### [Exercise]
Count the lines of the entries below that contain the string "rough", with case counting, and give only that number.

### [Exercise input]
%%
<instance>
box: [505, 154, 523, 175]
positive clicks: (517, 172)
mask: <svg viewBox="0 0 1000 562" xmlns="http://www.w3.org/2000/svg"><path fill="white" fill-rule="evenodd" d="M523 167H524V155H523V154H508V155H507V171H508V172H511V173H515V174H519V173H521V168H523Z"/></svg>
%%
%%
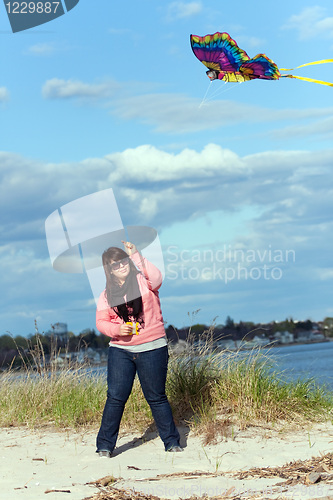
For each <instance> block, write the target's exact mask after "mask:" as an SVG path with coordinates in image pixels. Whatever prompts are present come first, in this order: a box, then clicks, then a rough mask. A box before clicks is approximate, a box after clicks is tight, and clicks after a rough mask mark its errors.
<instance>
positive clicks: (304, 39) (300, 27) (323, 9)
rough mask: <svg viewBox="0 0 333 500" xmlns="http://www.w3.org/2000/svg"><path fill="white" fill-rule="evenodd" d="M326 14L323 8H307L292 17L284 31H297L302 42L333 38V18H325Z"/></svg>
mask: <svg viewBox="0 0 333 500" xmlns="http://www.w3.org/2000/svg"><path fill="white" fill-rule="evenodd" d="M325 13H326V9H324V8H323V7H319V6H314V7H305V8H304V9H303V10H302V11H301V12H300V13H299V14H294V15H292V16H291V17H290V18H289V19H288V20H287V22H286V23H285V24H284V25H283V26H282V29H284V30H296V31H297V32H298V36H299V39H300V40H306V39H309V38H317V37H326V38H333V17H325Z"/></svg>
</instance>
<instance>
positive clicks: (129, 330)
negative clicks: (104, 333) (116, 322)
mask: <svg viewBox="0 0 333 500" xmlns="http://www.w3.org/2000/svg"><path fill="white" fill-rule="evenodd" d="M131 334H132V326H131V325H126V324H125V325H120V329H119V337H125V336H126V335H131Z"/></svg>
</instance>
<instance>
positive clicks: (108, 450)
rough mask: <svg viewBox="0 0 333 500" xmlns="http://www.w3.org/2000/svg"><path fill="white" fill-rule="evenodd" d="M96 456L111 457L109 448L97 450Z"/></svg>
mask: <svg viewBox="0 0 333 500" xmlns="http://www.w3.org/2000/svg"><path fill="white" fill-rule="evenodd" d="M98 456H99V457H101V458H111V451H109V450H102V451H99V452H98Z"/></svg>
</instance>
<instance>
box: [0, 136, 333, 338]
%%
### [Final answer]
3